**Selected passage**
= Super-Cannes =

2000 novel by J. G. Ballard

First edition (publ. Flamingo, UK)

Super-Cannes is a novel by the British author J. G. Ballard, published in 2000. It picks up on the same themes as his earlier Cocaine Nights, and has often been called a companion piece to that book. This is the third time that the author has used the concept of a closed society, a privileged community completely shut off from the outside world, as the theme for one of his novels, after High-Rise and Running Wild (novella).

==Plot summary==
In the hills above Cannes, a European elite has gathered in the business-park Eden-Olympia, a closed society that offers its privileged residents luxury homes, private doctors, private security forces, their own psychiatrists, and other conveniences required by the modern businessman. The book's protagonist, Paul, quits his job as an editor and moves to Eden-Olympia with his wife Jane when she is offered a job there as a pediatrician. At first glance, Eden-Olympia seems the ideal workers' paradise, but beneath its glittering, glass-wall surface, all is not well. For if things are running smoothly, then why are all the residents – these well-established businessmen, doctors, architects, and producers – all suffering heavily from stress and insomnia? And why did Jane's predecessor, the well-liked and apparently quite sane David Greenwood, go to work one day with an assault rifle strapped over his shoulders, murdering several of his friends and co-workers, before he put the rifle to his own head?

**Data to examine**
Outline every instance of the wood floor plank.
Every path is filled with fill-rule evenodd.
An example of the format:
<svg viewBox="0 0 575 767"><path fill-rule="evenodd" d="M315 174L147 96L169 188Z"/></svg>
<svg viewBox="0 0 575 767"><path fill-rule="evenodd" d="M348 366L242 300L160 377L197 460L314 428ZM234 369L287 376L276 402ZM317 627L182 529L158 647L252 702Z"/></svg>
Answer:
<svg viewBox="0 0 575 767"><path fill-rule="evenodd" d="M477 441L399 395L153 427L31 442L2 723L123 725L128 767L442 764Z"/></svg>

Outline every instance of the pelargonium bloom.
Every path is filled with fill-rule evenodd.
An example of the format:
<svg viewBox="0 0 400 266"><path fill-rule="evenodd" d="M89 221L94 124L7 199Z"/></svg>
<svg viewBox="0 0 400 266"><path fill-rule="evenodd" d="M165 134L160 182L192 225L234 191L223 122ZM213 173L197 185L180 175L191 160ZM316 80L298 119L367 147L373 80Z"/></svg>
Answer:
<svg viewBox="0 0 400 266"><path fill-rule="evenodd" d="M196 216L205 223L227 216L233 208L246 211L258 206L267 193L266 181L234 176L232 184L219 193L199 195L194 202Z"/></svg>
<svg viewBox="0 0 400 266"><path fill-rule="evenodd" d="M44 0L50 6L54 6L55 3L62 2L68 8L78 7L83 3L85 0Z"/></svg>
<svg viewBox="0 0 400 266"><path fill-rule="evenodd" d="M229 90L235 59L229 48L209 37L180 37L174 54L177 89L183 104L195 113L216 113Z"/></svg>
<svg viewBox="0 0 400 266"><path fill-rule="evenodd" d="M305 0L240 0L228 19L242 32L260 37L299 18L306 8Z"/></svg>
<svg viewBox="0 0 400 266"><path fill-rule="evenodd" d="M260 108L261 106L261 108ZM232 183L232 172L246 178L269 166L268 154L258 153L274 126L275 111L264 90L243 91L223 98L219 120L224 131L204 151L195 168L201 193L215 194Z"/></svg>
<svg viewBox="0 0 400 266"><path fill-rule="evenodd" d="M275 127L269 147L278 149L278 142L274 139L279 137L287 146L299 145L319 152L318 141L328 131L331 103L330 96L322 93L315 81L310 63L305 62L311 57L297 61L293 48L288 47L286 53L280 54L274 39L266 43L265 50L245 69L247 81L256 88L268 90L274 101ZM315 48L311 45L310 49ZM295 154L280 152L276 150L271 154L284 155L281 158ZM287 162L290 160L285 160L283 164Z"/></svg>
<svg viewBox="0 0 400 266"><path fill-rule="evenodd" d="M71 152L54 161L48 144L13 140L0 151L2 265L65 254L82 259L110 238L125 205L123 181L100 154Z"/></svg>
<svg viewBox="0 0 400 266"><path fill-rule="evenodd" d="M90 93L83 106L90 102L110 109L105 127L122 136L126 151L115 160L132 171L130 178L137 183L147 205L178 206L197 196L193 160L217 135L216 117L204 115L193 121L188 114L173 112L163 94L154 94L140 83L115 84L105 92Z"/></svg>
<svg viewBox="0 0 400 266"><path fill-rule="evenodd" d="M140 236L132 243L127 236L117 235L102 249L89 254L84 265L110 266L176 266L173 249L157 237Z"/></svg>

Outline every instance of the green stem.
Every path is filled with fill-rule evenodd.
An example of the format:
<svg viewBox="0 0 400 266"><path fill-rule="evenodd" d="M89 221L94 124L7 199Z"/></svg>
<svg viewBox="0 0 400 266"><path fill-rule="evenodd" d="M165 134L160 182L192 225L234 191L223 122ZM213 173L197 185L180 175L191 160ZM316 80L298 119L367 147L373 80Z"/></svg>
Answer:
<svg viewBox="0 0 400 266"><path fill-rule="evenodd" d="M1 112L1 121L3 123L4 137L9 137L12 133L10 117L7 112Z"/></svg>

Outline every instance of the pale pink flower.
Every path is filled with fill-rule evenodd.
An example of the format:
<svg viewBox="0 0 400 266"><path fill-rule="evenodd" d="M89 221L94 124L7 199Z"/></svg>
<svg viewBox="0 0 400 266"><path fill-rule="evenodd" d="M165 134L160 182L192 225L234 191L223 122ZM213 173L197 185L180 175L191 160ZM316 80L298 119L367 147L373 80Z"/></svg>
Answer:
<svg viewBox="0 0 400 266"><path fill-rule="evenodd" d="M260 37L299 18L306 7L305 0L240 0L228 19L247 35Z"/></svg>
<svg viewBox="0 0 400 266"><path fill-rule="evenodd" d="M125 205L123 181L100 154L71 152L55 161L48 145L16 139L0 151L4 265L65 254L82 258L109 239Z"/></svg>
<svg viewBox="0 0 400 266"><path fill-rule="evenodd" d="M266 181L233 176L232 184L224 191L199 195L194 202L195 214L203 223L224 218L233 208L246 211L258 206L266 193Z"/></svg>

**Problem set**
**1)** In the Super-Cannes article, what job is Jane offered at Eden-Olympia?
**2)** Pick up the Super-Cannes article right after its last sentence and continue it.
The items come from a different source than the text.

**Expected outputs**
**1)** A job as a pediatrician.

**2)**
Quickly bored with life in Eden-Olympia ("the kind of adolescent society where you define yourself by the kind of trainers you wear"), Paul decides to investigate the events that led to Greenwood's death, and begins walking in his footsteps. He soon discovers that just beneath the calm, well-mannered surface of his new home lies an underworld of crime, deviant sex, and drugs that seems to be prospering and growing. And all the residents at Eden-Olympia seem not only to be aware of this, but to encourage and welcome this underworld, as it provides them with a means to relate to something other than their jobs, and – by entering that world – to let go of the social restraints and etiquette that define their lives.

Paul discovers that Eden-Olympia's resident psychiatrist, Wilder Penrose, is eagerly encouraging his patients (and there are many of them) to indulge themselves in activities involving sex and violence, as a (successful) cure for their symptoms of stress. Says Penrose: "Psychopathy is its own most potent cure, and always has been. At times, it grasps entire nations in its grip and sends them through vast therapeutic spasms. No drug in the world is that powerful."

== Television adaptation ==
In May 2021, it was announced that Canadian filmmaker Brandon Cronenberg would write and direct an adaptation as a limited series for television.